**Brief**
Your copy of the data should match it exactly, leaving out only the pictures.

Start of Task data

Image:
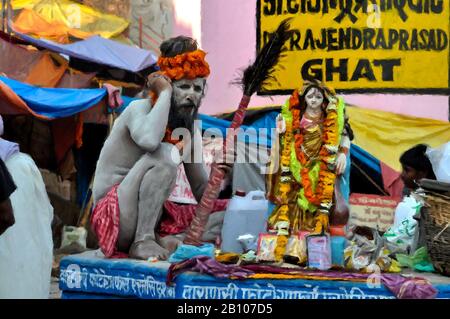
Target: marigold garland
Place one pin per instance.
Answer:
(189, 65)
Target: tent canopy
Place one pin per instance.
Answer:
(102, 51)
(47, 103)
(69, 14)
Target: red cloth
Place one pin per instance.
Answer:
(177, 217)
(392, 181)
(105, 224)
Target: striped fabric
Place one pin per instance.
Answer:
(105, 224)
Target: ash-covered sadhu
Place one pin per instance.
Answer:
(138, 163)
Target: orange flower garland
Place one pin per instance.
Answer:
(325, 186)
(188, 65)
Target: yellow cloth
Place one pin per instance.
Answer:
(73, 16)
(30, 22)
(387, 135)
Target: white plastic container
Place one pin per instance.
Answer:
(246, 214)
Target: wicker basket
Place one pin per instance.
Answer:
(436, 226)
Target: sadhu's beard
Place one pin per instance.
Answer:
(183, 115)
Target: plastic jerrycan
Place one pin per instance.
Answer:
(245, 214)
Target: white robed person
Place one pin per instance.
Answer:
(26, 248)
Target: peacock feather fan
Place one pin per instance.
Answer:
(257, 74)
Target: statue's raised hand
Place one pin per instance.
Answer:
(281, 124)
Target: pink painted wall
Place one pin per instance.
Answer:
(229, 37)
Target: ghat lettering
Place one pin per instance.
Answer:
(349, 8)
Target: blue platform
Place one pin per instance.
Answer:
(89, 275)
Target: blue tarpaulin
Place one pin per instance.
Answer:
(55, 103)
(102, 51)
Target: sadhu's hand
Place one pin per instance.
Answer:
(322, 223)
(225, 163)
(158, 82)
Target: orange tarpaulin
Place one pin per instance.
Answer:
(45, 73)
(30, 22)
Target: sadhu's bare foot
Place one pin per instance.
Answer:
(171, 242)
(148, 248)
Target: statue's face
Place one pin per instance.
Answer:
(314, 99)
(187, 94)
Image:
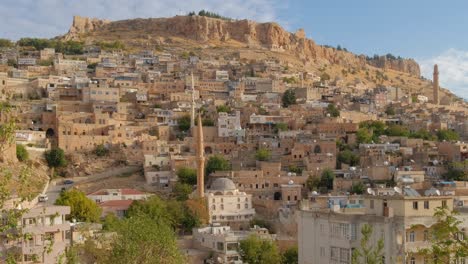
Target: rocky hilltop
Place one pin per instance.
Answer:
(206, 30)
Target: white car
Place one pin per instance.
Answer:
(43, 198)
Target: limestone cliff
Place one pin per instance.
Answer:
(245, 32)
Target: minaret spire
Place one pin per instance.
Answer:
(192, 117)
(200, 160)
(435, 83)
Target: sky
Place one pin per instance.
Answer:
(430, 31)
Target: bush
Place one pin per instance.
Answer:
(101, 150)
(55, 158)
(263, 154)
(21, 153)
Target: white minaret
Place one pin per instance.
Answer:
(192, 118)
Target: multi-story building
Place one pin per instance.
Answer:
(328, 233)
(48, 235)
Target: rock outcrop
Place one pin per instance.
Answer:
(246, 32)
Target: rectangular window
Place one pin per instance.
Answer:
(426, 204)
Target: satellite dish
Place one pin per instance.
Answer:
(397, 189)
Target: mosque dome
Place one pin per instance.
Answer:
(223, 184)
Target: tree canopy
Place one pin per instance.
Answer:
(263, 154)
(82, 208)
(55, 158)
(255, 250)
(289, 98)
(217, 163)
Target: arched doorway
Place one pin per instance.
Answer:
(50, 133)
(277, 196)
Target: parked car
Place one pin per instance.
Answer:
(67, 182)
(43, 198)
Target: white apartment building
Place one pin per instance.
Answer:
(227, 205)
(329, 234)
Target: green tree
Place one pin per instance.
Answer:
(397, 131)
(358, 188)
(217, 163)
(255, 250)
(447, 135)
(55, 158)
(81, 207)
(333, 110)
(324, 77)
(101, 150)
(223, 109)
(184, 123)
(263, 154)
(448, 243)
(143, 240)
(368, 253)
(423, 134)
(364, 135)
(182, 191)
(187, 175)
(289, 98)
(21, 152)
(390, 111)
(6, 43)
(313, 183)
(281, 127)
(290, 256)
(326, 179)
(348, 157)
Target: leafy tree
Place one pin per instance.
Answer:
(255, 250)
(448, 241)
(281, 127)
(207, 122)
(295, 169)
(217, 163)
(263, 154)
(6, 43)
(187, 175)
(290, 256)
(21, 152)
(364, 135)
(333, 110)
(324, 77)
(358, 188)
(55, 158)
(348, 157)
(143, 240)
(182, 191)
(110, 222)
(223, 108)
(390, 111)
(423, 134)
(184, 123)
(313, 183)
(82, 208)
(101, 150)
(447, 135)
(368, 253)
(326, 179)
(289, 98)
(397, 131)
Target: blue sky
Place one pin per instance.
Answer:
(428, 30)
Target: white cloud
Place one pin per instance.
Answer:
(49, 18)
(453, 70)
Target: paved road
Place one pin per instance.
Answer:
(55, 187)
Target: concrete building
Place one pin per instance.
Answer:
(329, 232)
(48, 235)
(227, 205)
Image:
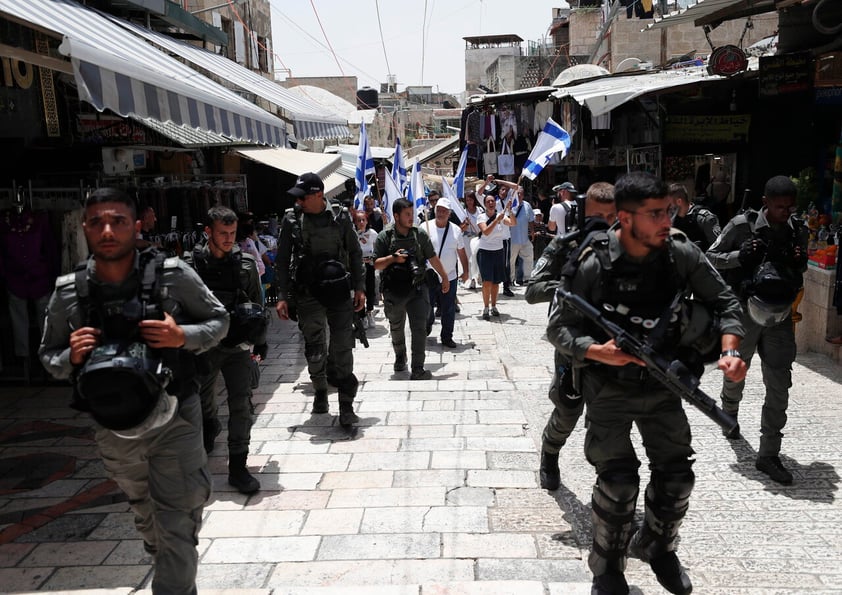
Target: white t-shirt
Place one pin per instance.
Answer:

End of Task data

**Answer box**
Image:
Target: marigold garland
Place one pin per instance.
Answer:
(189, 65)
Target: tent canopy
Place one pin per instance.
Answer:
(102, 51)
(47, 103)
(69, 14)
Target: red cloth
Place one pin per instance.
Answer:
(177, 217)
(392, 181)
(105, 224)
Target: striped fabric
Place one pin per instance.
Answer:
(105, 224)
Target: ash-covered sadhu
Place one pin per instance.
Answer:
(138, 163)
Target: orange flower garland
Place one pin per instance.
Answer:
(325, 186)
(188, 65)
Target: yellow cloth
Place one pin per instance.
Answer:
(73, 16)
(30, 22)
(387, 135)
Target: white plastic container
Place one pin per instance.
Answer:
(246, 214)
Target: wicker basket
Place one pin per instance.
Answer:
(436, 226)
Target: sadhu's beard
Place one pin per instance.
Answer:
(183, 115)
Target: plastic jerrycan
Place one pin per instance.
Answer:
(245, 214)
Target: white robed person
Place one pin per instance.
Answer:
(26, 248)
Target: peacock feather fan
Place one pin per instance.
Answer:
(257, 74)
Target: statue's raised hand
Place one pin per instance.
Answer:
(281, 124)
Target: pink painted wall
Place one pin per instance.
Answer:
(229, 37)
Target: ghat lettering
Place one pin per instance.
Answer:
(349, 8)
Target: blue platform
Place one pin per instance.
Answer:
(89, 275)
Target: blue tarpaulin
Place one pin per instance.
Answer:
(55, 103)
(102, 51)
Target: sadhu's hand
Place one pin per instance.
Answer:
(322, 223)
(225, 163)
(158, 82)
Target: orange tarpaulin
Place one pin per instance.
Answer:
(45, 73)
(30, 22)
Target: sadhu's bare foot
Place one pin per instance.
Answer:
(171, 242)
(148, 248)
Target: statue's face
Place one pin per instance.
Answer:
(314, 99)
(187, 94)
Image:
Target: rocky hilltop
Place one pin per instance.
Answer:
(206, 30)
Target: white car
Place one pin per instance.
Answer:
(43, 198)
Target: limestone cliff
Place one pin per instance.
Answer:
(245, 32)
Target: minaret spire
Place one pin per instance.
Answer:
(192, 117)
(200, 160)
(435, 83)
Target: sky
Place one pin per instance.
Answer:
(430, 31)
Target: bush
Place one pin per instance.
Answer:
(101, 150)
(55, 158)
(263, 154)
(21, 153)
Target: white minaret
Place one pin per instance.
Answer:
(192, 118)
Target: multi-story building
Place one pin per instance.
Answer:
(328, 233)
(48, 235)
Target: rock outcrop
Place one pin per instance.
Answer:
(246, 32)
Target: rectangular window
Place one pin per instance.
Answer:
(426, 204)
Target: satellite dish
Place one pin per instance.
Answer:
(397, 189)
Target: mosque dome
Place one pin per instance.
Answer:
(223, 184)
Target: tree canopy
Place one pin per instance.
Answer:
(263, 154)
(82, 208)
(55, 158)
(255, 250)
(289, 98)
(217, 163)
Target: arched doorway
Place one pin per instance.
Answer:
(50, 133)
(277, 196)
Target: parked car
Place one pin per instance.
Answer:
(67, 182)
(43, 198)
Target: white apartment building
Place one pin per instance.
Answer:
(227, 205)
(329, 234)
Target: green tree
Place one pin per instance.
Answer:
(397, 131)
(358, 188)
(217, 163)
(255, 250)
(447, 135)
(55, 158)
(81, 207)
(333, 110)
(324, 77)
(101, 150)
(223, 109)
(184, 123)
(263, 154)
(448, 243)
(143, 240)
(368, 253)
(423, 134)
(364, 135)
(182, 191)
(187, 175)
(289, 98)
(21, 152)
(390, 111)
(6, 43)
(313, 183)
(281, 127)
(290, 256)
(326, 179)
(348, 157)
Target: leafy tree
Place one pin per instance.
Answer:
(255, 250)
(448, 241)
(281, 127)
(207, 122)
(295, 169)
(217, 163)
(263, 154)
(6, 43)
(187, 175)
(290, 256)
(21, 152)
(364, 135)
(333, 110)
(324, 77)
(358, 188)
(55, 158)
(348, 157)
(143, 240)
(182, 191)
(110, 222)
(223, 108)
(390, 111)
(423, 134)
(184, 123)
(313, 183)
(82, 208)
(101, 150)
(447, 135)
(368, 253)
(326, 179)
(289, 98)
(397, 131)
Target: blue sky
Place one pin per instance.
Answer:
(428, 30)
Target: white cloud
Place one pin per instance.
Answer:
(49, 18)
(453, 70)
Target: paved road
Place one pin per instance.
Answer:
(55, 187)
Target: concrete building
Place one pin per instance.
Answer:
(329, 232)
(48, 235)
(227, 205)
Image:
Target: white t-shirt
Place one pin per instance.
Answer:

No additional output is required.